PROBLEM DESCRIPTION: Check each line of the entries below for the string "pixel"; copy every line where it appears.

Dataset records
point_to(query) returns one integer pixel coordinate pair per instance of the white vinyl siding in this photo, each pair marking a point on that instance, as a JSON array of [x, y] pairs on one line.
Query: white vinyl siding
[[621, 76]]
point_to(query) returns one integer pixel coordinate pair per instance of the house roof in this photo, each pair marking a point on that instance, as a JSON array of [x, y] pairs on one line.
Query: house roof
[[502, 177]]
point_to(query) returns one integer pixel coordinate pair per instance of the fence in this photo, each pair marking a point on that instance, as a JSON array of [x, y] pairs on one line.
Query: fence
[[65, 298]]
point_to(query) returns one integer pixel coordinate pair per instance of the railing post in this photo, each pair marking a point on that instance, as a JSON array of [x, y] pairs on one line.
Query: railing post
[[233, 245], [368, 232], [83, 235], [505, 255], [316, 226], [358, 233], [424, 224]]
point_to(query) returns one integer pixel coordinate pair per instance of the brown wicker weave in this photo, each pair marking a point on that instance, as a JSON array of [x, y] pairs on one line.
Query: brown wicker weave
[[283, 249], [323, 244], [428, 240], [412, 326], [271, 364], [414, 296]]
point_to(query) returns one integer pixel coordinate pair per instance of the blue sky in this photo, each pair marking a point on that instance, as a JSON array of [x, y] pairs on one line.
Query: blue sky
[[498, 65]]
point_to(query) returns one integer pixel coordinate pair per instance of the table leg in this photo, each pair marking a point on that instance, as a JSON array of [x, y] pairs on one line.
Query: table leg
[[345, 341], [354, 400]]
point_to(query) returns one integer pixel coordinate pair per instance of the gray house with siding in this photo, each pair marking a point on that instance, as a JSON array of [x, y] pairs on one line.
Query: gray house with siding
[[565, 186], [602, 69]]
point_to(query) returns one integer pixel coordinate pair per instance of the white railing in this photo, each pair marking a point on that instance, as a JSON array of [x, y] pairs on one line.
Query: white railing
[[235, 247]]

THE COMPLETED TASK:
point_to(query) returns one integer pixel coordinate pair per instance of the white vinyl siding in this photo, each pair marking a point on that instance, as a JSON array of [x, y] pairs on one line.
point_to(query) returns one integer pixel coordinate pair per instance of the house roof in this photo, each pair marking a point on that instance, as a JSON array of [x, y] pairs on one line.
point_to(query) returns one integer pixel coordinate pair per instance of the fence in this photo, each pair marking a point on that instance, as a JSON array of [x, y] pairs on one line.
point_to(query) returns one integer pixel coordinate pair per instance of the railing post in this photo, each pair marking a point on that instance, as a JSON array of [x, y] pairs on one line.
point_to(query) returns one integer pixel coordinate pair per instance of the brown wicker weave in this photo, each pair marking a point on that instance, as a JSON array of [x, y] pairs on one line.
point_to(query) returns one integer pixel coordinate pair per instance of the blue sky in this photo, each pair marking a point on that instance, as a JSON array of [x, y] pairs on one line.
point_to(query) returns one integer pixel coordinate pair per instance of the table leg in this photo, each pair marking a point on that instance, as a JSON array of [x, y] pairs on one line.
point_to(query) returns one integer pixel coordinate pair per instance of the gray house with siding in this photo, each pair marking a point on that instance, as a JSON array of [x, y] pairs on one line.
point_to(query) returns one integer pixel coordinate pair per instance of the white railing in this photo, each pair marking a point on that instance, as a JSON array of [x, y] pairs on one line.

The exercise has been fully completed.